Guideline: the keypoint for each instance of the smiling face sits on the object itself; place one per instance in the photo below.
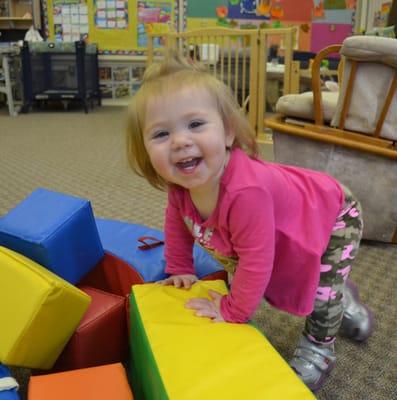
(186, 140)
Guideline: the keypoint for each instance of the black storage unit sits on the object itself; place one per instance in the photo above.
(60, 71)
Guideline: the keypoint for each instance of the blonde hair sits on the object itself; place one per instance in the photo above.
(175, 73)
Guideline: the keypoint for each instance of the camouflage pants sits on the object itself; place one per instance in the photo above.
(323, 323)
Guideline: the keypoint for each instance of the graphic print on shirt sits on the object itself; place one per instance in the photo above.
(204, 238)
(201, 237)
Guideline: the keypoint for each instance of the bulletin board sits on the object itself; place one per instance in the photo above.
(320, 22)
(117, 26)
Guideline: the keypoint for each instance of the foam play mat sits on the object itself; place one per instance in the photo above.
(176, 355)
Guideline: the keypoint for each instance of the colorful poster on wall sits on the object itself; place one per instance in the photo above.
(335, 4)
(117, 26)
(70, 20)
(154, 17)
(111, 14)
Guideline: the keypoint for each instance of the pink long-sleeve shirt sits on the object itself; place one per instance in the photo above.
(271, 225)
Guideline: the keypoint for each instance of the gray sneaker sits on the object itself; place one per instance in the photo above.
(358, 321)
(313, 362)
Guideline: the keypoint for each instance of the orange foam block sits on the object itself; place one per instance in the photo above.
(97, 383)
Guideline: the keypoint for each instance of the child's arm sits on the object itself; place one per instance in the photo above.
(252, 233)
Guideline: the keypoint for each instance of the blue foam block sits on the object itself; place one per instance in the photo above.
(121, 239)
(56, 230)
(8, 387)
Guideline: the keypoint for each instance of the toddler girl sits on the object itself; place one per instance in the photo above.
(284, 233)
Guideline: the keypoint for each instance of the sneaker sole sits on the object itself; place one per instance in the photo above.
(371, 318)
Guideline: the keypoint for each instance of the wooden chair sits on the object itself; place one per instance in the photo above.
(359, 147)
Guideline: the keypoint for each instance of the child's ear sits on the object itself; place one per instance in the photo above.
(230, 136)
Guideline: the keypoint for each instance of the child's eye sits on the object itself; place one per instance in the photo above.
(160, 134)
(195, 124)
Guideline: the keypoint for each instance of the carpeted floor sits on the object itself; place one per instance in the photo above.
(83, 155)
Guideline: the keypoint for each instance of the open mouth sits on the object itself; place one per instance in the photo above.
(188, 163)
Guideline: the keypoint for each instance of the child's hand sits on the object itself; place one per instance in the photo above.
(180, 281)
(207, 308)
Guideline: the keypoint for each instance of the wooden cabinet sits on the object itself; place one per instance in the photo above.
(19, 14)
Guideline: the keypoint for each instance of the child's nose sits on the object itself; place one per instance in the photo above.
(180, 140)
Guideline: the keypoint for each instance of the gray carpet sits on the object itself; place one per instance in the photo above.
(83, 155)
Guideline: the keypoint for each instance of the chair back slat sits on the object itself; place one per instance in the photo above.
(386, 106)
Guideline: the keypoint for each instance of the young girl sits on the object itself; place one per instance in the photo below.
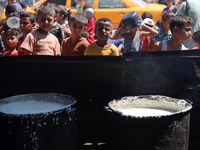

• • •

* DIRECTIONS FOR THIS TASK
Collect every line of the records above that contains the word "foam".

* RESULT BELOW
Guideline: the keypoint for each instance of the foam play mat sits on the object itself; place one per instance in the photo above.
Guideline: the keypoint for each instance of the orange foam block sits on the object itself; place one per instance in the photo above.
Guideline: the keypoint for each instance of the blue foam block sits on the object itself; place one per instance in the photo above.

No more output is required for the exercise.